Use [`np.arange`](https://docs.scipy.org/doc/numpy/reference/generated/numpy.arange.html) to create an array called `arr1` that contains every odd number from 1 to 100, inclusive.

In [0]:
arr1 = np.arange(...)
arr1

Use `arr1` to create an array `arr2` of every number divisible by 4 from 1 to 200, inclusive.

In [0]:
arr2 = ...
arr2

Create the same array, but using [`np.linspace`](https://docs.scipy.org/doc/numpy/reference/generated/numpy.linspace.html) instead. Call this array `arr3`.

In [0]:
arr3 = np.linspace(...)
arr3

Print the following summary statistics for `arr3`: 

* minimum
* 1st quartile (Hint: See [`np.percentile()`](https://docs.scipy.org/doc/numpy-dev/reference/generated/numpy.percentile.html))
----------
● **Stated goal**:
Answer these questions about the NumPy array exercise:
1. Which NumPy function is named for creating `arr1`?
2. What name is to be given to the array made with `np.linspace`?
3. Which function does the hint point to for the 1st quartile?
The rows below have no connection to the NumPy array exercise.

● **Information supplied**:
----------
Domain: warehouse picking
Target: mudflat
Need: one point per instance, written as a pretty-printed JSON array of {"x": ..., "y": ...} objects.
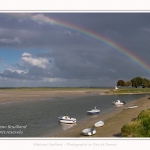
[
  {"x": 7, "y": 95},
  {"x": 113, "y": 120}
]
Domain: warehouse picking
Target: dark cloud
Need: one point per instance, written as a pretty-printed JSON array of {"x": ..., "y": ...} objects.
[{"x": 66, "y": 56}]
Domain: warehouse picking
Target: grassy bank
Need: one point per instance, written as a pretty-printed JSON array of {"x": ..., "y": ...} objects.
[
  {"x": 130, "y": 91},
  {"x": 138, "y": 128}
]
----------
● **Completed exercise**:
1. `np.arange`
2. `arr3`
3. `np.percentile()`